● Text section
━━━━━━━━━━━━━━━━━━━━━━━━━━━━━━
1  Introduction to Formal Languages

At its core, a compiler is a translator between two languages: the source language (Python, C#, Java, HULK, etc) and the target language (Assembly, C, LLVM, MIPS, etc). Thus, it will pay of to study languages from a computational perspective.

In this first part of the book, we introduce Formal Language Theory, a major field in Computer Science that deals with an abstract notion of language. Formal Language Theory is one of the foundational fields in CS, and its early development during the 60s and 70s laid the grounds for many of the most important theoretical results in Computer Science.

So, although our focus in this book is on building compilers, in the next few chapters we will forget about them for a while, and just look at languages as mathematical constructions. We will prove a bunch of surprising theorems and discover a breadth of theory that touches upon all parts of Computer Science. Towards the end of this part, we will peek outside formal languages and look at some of the most interesting connections with computability theory, computational complexity, artificial intelligence, and everything else.

But let’s start at the basics.

1.1 What is a language

Intuitively, a language is just a collection of correct sentences. In natural languages (Spanish, English, etc,), each sentence is made up of words, which have some intrinsic meaning, and there are rules that describe which sequences of words are valid.

Some of these rules, which we often call “syntactic” are just about the structure of words and sentences, and not their meaning–like how nouns and adjectives must match in gender and number or how verbs connect to adverbs and other modifiers. Other rules, which we call “semantic”, deal with the valid meanings of collections of words–the reason why the sentence “the salad was happy” is perfectly valid syntactically but makes no sense. In linguistics, the set of rules that determine which sentences are valid is called a “grammar”.

In formal language theory, we want to make all these notions as precise as possible in mathematical terms. To achieve so, we will have to make some simplifications which, ultimately, will imply that natural languages fall outside the scope of what formal language theory can fully study. But these simplifications will enable us to define a very robust notion of language for which we can make pretty strong theoretical claims.

So let’s build this definition from the ground up, starting with our notion of words, or, formally, symbols:

Definition 1.1 (Symbol) A symbol is an atomic element that has an intrinsic meaning.

Examples of symbols in abstract languages might be single letters like a, b or c. In programming languages, a symbol might be a variable name, a number, or a keyword like for or class. The next step is to define sentences:

Definition 1.2 (Sentence) A sentence (alternatively called a string) is a finite sequence of symbols.
━━━━━━━━━━━━━━━━━━━━━━━━━━━━━━
● Given task a
Output the passage of the introduction to formal languages starting at "So, although our" and ending at "at the basics.".
The introduction to formal languages above and the records that come next are independent of each other.

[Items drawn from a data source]
━━━━━━━━━━━━━━━━━━━━━━━━━━━━━━
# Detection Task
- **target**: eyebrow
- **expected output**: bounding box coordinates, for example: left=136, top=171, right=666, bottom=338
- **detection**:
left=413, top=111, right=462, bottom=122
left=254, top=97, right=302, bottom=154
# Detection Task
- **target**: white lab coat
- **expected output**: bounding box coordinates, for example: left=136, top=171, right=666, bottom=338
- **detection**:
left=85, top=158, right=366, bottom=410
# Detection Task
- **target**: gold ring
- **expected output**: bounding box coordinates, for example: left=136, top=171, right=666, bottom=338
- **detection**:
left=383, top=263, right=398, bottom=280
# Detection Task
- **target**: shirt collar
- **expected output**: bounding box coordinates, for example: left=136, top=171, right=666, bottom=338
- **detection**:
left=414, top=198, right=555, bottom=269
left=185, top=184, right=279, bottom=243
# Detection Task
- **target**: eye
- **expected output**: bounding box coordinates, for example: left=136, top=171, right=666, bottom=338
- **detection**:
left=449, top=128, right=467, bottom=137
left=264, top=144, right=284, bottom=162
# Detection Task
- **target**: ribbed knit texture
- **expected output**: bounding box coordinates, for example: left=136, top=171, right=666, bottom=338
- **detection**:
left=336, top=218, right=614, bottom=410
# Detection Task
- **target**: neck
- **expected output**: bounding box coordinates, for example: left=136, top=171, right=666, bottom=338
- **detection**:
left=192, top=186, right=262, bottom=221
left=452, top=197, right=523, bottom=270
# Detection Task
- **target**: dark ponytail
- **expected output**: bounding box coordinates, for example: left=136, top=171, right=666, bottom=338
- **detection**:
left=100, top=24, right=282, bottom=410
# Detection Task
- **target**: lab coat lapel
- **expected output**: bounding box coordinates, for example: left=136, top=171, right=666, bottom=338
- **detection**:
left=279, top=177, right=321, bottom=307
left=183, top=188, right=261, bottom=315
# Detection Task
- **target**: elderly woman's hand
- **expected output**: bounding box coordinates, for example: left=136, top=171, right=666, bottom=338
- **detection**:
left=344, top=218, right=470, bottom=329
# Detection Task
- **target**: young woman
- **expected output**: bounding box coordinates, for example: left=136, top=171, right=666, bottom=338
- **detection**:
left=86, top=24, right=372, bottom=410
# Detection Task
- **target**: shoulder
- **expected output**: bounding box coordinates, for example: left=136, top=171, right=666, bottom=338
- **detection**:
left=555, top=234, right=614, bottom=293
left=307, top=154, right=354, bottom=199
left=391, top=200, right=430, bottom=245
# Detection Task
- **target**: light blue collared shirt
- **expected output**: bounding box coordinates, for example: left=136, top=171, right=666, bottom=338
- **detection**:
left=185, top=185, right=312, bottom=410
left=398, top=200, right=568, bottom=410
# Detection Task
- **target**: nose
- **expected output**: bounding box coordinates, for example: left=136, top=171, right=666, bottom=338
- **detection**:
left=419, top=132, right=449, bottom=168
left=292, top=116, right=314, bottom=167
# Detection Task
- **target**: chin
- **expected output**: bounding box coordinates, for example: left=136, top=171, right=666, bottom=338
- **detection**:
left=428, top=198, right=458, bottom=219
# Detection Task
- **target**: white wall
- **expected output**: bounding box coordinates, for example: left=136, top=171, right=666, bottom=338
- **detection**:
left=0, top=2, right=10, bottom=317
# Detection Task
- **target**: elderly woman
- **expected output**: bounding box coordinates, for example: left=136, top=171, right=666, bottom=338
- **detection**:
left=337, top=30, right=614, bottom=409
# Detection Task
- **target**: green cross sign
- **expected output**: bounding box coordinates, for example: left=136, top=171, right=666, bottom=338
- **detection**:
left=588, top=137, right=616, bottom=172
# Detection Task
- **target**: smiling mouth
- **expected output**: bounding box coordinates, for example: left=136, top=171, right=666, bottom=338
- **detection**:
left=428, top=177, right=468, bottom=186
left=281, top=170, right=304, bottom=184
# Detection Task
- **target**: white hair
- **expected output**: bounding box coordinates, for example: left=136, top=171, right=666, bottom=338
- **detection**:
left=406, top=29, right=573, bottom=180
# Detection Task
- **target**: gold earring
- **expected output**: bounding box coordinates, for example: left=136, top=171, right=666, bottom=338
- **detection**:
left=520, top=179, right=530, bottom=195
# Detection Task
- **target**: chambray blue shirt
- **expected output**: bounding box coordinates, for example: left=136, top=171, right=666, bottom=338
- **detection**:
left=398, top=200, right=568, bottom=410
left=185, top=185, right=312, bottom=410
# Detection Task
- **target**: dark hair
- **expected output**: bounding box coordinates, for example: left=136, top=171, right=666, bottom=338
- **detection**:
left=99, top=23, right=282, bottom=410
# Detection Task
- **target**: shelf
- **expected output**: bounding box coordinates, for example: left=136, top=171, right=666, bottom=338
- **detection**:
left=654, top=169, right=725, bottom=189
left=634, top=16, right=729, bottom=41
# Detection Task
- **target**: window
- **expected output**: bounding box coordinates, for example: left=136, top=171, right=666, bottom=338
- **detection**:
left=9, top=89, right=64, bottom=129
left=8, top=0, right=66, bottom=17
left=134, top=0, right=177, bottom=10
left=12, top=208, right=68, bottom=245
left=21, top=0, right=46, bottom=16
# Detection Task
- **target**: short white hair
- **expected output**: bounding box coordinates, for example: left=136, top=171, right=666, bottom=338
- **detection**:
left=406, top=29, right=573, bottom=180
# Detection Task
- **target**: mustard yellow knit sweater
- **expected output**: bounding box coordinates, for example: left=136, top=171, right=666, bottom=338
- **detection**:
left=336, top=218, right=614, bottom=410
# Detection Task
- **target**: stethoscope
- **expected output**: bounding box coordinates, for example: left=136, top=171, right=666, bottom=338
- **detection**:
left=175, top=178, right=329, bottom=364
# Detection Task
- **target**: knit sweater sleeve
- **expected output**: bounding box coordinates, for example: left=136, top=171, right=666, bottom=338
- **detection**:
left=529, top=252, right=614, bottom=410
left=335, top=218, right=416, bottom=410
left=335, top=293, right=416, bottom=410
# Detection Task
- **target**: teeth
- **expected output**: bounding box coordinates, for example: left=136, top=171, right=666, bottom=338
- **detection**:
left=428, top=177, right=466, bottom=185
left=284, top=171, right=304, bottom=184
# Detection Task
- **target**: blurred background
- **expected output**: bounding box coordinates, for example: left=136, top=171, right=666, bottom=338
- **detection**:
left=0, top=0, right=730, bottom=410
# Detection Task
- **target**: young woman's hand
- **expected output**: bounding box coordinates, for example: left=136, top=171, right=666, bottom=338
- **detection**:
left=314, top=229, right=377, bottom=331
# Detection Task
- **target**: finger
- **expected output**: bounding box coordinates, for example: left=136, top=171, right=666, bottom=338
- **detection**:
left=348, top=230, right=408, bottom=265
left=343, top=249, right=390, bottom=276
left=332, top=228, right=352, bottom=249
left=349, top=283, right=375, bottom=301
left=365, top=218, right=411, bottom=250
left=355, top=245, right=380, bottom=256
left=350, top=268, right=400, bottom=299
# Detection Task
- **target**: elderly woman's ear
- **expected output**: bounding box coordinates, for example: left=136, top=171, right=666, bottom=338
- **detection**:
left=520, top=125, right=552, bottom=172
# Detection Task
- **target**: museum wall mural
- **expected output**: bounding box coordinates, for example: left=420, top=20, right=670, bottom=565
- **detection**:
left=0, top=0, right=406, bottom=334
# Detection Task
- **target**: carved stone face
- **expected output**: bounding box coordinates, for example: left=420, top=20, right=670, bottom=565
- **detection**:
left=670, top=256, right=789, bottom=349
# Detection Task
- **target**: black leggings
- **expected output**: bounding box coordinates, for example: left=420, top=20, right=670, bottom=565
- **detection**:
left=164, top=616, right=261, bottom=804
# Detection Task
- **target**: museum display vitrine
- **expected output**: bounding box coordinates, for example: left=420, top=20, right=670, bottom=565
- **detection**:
━━━━━━━━━━━━━━━━━━━━━━━━━━━━━━
● Given task b
Pick out each line of the records that contains the string "blue", with case counting for a match.

● Correct result a
So, although our focus in this book is on building compilers, in the next few chapters we will forget about them for a while, and just look at languages as mathematical constructions. We will prove a bunch of surprising theorems and discover a breadth of theory that touches upon all parts of Computer Science. Towards the end of this part, we will peek outside formal languages and look at some of the most interesting connections with computability theory, computational complexity, artificial intelligence, and everything else.

But let’s start at the basics.

● Correct result b
- **target**: light blue collared shirt
- **target**: chambray blue shirt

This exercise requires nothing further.